─── GIVEN PASSAGE ───

Early Life Emotional Trauma May Stunt Intellectual Development
Impact seems to be most damaging during first 2 years of life
Early life emotional trauma may stunt intellectual development, indicates the first long term study of its kind, published online in the Journal of Epidemiology and Community Health.
The impact seems to be the most damaging during the first two years of a child’s life, the findings suggest.
The US researchers tracked the development of 206 children from birth to the age of eight years, who were taking part in the Minnesota Longitudinal Study of Parents and Children. This study, which started in 1975, looks at which factors influence individual development.
Every few months they assessed the participating families, using a mix of observing mother-child interactions at home and in the laboratory, interviews with the mother, and reviews of medical and child protection records.
From these data, they rated whether a child was abused physically, sexually or emotionally; endured neglect; or witnessed partner violence against his/her mother at specific time points up to the age of 5+ years.
The children’s intellectual development was then assessed using validated scales at the ages of two years, 5+ years, and 8 years, and exposure to maltreatment or violence was categorized according to whether these occurred during infancy (0-24 months) or pre-school (24-64 months).

─── RECORD SET ───

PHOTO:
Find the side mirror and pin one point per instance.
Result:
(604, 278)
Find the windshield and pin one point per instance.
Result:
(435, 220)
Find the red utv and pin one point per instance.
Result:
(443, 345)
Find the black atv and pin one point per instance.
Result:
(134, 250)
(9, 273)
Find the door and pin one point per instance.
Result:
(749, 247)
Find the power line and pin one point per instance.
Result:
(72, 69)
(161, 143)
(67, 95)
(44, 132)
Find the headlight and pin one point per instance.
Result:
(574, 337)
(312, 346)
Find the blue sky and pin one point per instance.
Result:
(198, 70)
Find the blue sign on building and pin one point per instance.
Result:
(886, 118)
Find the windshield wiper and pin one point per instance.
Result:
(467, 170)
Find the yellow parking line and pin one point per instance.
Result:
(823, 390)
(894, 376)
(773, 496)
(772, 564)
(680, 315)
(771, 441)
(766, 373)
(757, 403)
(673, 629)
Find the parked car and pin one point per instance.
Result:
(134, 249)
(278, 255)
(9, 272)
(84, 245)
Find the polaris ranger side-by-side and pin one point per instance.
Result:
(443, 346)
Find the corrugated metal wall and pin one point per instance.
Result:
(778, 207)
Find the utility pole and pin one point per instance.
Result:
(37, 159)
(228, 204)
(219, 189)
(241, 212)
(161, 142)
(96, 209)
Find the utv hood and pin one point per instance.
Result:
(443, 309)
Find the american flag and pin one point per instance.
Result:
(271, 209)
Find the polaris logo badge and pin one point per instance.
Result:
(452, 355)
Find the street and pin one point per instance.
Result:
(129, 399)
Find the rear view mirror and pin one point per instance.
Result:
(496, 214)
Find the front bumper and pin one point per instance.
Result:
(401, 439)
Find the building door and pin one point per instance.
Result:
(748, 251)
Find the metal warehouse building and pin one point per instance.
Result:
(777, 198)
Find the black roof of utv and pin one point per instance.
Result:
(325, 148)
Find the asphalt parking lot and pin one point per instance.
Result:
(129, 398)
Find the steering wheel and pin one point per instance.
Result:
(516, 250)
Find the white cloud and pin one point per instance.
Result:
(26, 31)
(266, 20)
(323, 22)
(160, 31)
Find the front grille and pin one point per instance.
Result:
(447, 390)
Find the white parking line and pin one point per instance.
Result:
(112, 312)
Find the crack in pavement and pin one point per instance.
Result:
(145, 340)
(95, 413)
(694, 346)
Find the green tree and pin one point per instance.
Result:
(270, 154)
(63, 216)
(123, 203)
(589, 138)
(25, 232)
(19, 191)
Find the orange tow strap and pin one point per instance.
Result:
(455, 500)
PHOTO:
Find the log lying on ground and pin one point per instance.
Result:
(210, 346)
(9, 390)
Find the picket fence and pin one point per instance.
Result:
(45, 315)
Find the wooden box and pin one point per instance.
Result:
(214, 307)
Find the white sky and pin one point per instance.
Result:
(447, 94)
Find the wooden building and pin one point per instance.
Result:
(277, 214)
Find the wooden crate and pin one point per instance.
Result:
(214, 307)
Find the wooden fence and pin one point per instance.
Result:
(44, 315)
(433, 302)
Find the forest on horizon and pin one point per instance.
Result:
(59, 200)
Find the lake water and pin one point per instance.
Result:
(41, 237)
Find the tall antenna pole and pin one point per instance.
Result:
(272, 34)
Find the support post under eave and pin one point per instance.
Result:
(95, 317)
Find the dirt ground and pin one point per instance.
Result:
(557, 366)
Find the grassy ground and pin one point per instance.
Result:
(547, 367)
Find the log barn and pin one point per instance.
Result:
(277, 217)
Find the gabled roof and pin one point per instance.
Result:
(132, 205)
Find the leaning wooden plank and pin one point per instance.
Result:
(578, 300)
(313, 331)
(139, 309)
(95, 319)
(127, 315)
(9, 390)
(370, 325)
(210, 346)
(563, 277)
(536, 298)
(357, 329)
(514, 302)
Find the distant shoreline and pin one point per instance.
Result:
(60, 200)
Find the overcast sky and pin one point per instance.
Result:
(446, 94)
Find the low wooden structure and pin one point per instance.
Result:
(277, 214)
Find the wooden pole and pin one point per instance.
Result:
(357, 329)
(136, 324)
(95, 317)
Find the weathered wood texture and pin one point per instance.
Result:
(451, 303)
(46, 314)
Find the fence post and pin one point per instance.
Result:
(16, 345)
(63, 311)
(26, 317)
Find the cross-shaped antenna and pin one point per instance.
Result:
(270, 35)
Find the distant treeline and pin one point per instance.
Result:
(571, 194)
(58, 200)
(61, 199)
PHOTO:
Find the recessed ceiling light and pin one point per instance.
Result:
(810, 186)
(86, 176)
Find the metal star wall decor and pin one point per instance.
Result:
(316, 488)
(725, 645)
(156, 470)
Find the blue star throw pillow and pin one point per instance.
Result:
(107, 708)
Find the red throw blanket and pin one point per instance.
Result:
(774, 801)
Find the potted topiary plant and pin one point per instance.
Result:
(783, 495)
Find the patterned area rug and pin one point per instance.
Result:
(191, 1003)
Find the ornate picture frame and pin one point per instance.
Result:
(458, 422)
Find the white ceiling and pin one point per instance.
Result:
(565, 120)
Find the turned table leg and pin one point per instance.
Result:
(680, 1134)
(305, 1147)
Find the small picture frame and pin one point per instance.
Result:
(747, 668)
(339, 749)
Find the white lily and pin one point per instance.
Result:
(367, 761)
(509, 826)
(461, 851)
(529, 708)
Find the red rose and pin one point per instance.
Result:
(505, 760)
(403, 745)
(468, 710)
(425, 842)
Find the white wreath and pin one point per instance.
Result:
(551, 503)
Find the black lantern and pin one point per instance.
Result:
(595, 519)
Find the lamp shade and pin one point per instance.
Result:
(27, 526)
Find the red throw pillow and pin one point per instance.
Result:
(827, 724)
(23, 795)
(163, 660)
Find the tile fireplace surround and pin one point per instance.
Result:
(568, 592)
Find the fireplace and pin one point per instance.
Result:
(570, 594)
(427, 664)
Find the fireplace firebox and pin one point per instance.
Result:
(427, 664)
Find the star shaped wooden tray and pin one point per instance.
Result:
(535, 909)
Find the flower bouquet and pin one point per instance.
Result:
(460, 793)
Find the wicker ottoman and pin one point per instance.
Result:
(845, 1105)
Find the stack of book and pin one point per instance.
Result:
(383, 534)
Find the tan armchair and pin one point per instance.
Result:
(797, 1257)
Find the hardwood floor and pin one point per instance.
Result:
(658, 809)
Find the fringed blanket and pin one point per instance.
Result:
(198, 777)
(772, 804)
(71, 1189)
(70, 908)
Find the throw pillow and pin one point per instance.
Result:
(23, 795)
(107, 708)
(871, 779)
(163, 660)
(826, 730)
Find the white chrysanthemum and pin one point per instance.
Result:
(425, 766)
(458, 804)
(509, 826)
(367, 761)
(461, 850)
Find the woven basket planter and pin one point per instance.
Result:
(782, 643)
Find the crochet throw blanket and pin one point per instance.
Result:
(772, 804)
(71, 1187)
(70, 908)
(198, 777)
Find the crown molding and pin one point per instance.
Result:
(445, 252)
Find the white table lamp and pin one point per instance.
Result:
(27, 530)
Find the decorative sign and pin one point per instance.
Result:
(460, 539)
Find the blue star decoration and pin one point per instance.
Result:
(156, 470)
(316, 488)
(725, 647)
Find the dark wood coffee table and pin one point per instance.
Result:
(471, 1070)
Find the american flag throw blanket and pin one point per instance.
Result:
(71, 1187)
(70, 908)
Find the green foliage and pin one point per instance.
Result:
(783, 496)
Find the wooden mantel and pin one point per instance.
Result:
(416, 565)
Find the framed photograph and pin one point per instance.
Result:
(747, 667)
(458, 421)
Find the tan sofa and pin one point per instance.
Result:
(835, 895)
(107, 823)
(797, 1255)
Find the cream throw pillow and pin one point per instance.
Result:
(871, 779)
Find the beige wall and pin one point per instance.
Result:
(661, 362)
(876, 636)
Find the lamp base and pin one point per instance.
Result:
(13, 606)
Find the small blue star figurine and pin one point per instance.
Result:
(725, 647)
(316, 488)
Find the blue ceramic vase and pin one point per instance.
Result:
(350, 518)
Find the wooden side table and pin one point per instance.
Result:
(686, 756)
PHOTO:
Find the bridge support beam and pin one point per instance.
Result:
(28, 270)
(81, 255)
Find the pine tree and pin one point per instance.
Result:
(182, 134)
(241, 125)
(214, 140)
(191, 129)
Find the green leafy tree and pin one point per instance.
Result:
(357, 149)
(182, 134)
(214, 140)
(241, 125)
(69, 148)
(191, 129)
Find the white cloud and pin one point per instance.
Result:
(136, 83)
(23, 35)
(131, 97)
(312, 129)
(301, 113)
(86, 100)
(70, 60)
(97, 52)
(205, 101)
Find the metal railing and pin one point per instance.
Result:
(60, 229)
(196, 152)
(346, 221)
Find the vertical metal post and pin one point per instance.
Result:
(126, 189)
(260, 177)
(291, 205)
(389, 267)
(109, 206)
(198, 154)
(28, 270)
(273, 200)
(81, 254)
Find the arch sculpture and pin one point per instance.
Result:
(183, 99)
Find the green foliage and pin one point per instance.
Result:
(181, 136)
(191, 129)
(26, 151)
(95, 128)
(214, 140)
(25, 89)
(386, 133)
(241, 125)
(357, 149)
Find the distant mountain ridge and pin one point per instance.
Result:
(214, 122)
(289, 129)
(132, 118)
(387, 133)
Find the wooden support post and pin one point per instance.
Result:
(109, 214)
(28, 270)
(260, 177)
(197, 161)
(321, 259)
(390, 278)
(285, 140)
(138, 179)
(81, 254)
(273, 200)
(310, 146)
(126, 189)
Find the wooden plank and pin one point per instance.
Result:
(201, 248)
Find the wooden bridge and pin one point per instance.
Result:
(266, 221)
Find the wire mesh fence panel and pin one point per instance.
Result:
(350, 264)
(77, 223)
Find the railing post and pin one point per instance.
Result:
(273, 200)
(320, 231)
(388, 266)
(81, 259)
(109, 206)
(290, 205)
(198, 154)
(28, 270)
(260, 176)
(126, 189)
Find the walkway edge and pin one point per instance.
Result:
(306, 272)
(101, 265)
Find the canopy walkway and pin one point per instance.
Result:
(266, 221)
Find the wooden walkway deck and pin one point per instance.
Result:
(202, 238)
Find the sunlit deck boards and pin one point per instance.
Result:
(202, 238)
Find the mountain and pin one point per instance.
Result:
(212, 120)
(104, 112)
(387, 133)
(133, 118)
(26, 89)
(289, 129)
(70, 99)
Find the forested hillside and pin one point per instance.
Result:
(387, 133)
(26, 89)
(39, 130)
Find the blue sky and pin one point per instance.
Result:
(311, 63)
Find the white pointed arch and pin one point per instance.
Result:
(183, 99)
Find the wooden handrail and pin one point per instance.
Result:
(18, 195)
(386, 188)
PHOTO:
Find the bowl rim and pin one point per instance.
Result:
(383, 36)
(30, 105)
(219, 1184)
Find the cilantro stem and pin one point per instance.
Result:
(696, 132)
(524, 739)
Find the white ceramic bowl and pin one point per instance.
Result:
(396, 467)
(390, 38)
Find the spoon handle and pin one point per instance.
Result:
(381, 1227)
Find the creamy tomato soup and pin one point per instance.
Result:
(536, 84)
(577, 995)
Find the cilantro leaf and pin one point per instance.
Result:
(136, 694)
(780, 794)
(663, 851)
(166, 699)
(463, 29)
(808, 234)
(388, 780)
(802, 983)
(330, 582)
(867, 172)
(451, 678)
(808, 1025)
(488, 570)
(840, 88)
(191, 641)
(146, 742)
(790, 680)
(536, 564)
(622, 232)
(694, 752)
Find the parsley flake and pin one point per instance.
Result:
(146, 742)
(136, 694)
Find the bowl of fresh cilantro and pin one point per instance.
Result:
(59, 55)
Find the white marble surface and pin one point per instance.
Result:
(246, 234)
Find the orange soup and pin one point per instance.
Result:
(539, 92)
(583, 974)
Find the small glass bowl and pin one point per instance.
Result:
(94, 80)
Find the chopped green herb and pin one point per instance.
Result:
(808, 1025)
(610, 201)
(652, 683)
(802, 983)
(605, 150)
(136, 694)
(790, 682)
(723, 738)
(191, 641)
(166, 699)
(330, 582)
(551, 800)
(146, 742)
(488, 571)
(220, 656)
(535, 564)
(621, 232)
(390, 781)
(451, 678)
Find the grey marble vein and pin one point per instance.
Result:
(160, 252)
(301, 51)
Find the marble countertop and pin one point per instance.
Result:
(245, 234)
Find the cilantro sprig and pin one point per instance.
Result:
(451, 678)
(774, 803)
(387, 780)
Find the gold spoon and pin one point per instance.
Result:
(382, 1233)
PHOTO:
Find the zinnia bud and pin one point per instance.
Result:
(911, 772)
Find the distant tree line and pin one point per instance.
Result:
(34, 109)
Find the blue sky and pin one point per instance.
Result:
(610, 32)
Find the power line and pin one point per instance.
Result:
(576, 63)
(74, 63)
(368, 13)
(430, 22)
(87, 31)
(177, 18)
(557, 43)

───

# ASSIGNMENT 1
In the early-life trauma passage, how many children did the researchers track?
# ASSIGNMENT 2
Reproduce the early-life trauma passage word for word from "The US researchers" to "of 5+ years.".
Rely only on the early-life trauma passage.

# TASK RESULT 1
206 children, from birth to the age of eight years.

# TASK RESULT 2
The US researchers tracked the development of 206 children from birth to the age of eight years, who were taking part in the Minnesota Longitudinal Study of Parents and Children. This study, which started in 1975, looks at which factors influence individual development.
Every few months they assessed the participating families, using a mix of observing mother-child interactions at home and in the laboratory, interviews with the mother, and reviews of medical and child protection records.
From these data, they rated whether a child was abused physically, sexually or emotionally; endured neglect; or witnessed partner violence against his/her mother at specific time points up to the age of 5+ years.